WHAT IS REQUIRED: Write out every one of the following rows word for word, keeping each line as it appears.

Rows from a dataset:

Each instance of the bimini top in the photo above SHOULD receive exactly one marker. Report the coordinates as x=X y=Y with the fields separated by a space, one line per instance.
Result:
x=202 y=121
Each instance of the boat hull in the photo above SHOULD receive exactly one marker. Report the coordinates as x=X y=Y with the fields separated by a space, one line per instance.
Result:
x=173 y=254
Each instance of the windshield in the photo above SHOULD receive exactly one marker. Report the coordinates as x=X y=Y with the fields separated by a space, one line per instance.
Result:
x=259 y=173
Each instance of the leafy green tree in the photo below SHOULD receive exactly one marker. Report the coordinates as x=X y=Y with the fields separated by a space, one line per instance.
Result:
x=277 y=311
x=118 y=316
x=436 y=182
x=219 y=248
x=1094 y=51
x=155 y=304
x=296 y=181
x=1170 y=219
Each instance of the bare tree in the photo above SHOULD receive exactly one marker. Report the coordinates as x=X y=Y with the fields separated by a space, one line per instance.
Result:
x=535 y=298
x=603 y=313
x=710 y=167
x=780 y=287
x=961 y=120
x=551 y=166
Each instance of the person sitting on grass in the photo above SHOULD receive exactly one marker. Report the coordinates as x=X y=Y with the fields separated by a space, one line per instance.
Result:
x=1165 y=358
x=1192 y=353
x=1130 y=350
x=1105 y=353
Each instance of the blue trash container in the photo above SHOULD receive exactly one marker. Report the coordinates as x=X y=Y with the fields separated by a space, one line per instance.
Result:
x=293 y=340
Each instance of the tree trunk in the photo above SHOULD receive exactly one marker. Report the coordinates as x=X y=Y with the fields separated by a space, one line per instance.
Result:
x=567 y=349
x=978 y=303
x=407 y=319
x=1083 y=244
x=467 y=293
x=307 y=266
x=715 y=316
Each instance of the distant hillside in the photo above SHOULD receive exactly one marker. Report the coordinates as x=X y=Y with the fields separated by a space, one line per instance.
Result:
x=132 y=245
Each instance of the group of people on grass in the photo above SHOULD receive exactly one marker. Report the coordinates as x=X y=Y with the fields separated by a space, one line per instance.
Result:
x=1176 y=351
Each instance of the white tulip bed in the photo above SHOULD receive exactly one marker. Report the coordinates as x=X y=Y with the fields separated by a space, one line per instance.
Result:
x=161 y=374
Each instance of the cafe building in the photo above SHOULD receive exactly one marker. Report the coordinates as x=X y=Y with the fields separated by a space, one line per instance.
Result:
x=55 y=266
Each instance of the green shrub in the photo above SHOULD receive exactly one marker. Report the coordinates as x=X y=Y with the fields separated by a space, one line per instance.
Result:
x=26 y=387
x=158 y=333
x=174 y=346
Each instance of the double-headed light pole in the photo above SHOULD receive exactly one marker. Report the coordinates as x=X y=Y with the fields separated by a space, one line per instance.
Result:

THE SOLUTION:
Each instance of the bimini top in the photo above SHOULD receive exactly one marker. Report the coordinates as x=X y=Y with the fields separated by a space, one line per instance.
Result:
x=202 y=121
Each instance of the boat hull in the photo above SHOULD receive exactly one marker. Report the coordinates as x=X y=Y with the fields separated by a space, one line per instance.
Result:
x=173 y=254
Each instance of the windshield in the photo above SHOULD receive exactly one marker. Report the coordinates as x=X y=Y with the fields separated by a space, one line per instance.
Result:
x=259 y=173
Each instance of the leafy green tree in the photo below SHOULD receive exactly one marker. Report the coordinates as x=X y=Y with the fields separated by a space, one line per instance.
Result:
x=277 y=311
x=118 y=316
x=436 y=182
x=219 y=248
x=1094 y=51
x=155 y=304
x=296 y=181
x=1170 y=219
Each instance of the bare tree in the photo above SHOULD receive exactly one marker. Report the coordinates as x=X y=Y with the fields separated by a space, one line per instance.
Result:
x=535 y=298
x=603 y=313
x=710 y=167
x=780 y=287
x=961 y=120
x=551 y=166
Each instance of the person sitting on grass in the photo above SHOULD receive exactly one marker. Report the coordinates as x=X y=Y with the fields separated by a space, one line per instance.
Result:
x=1165 y=358
x=1192 y=353
x=1130 y=350
x=1105 y=353
Each instance of the blue trash container in the photo above SHOULD receive exactly one marker. Report the coordinates as x=X y=Y with the fields separated by a space, one line per instance.
Result:
x=293 y=340
Each instance of the tree trunk in the photo above SHOULD receive exactly one marker. Report the coordinates as x=X y=Y with the fields separated by a space, one line per instance.
Result:
x=567 y=349
x=978 y=303
x=407 y=319
x=1083 y=244
x=467 y=293
x=307 y=266
x=715 y=316
Each instance of the distant hillside in the photo above SHOULD receive exactly one marker. Report the coordinates as x=X y=Y with the fields separated by a space, one line per instance.
Result:
x=132 y=245
Each instance of the group of people on grass in the photo above SHOULD receive exactly one marker. Report the coordinates as x=X y=Y with the fields separated by a space, one line per instance.
Result:
x=1176 y=351
Each instance of the white tulip bed in the photo above SHOULD receive exactly one marker. Report the coordinates as x=X y=Y with the fields separated by a space, one line per instance.
Result:
x=161 y=374
Each instance of the cafe building in the photo above SHOULD receive exactly one marker. Report the coordinates as x=X y=Y with the fields separated by a space, one line per instance.
Result:
x=55 y=266
Each instance of the green shrub in the photo above SHOULD receive exactly one marker. Report the coordinates as x=X y=Y with the fields separated by a space, one line per instance.
Result:
x=26 y=387
x=158 y=333
x=174 y=346
Each instance of the double-headed light pole in the photo above SHOULD receive exactly one marker. Report the coordinates as x=X y=Y with the fields separated by a space, one line per instance.
Result:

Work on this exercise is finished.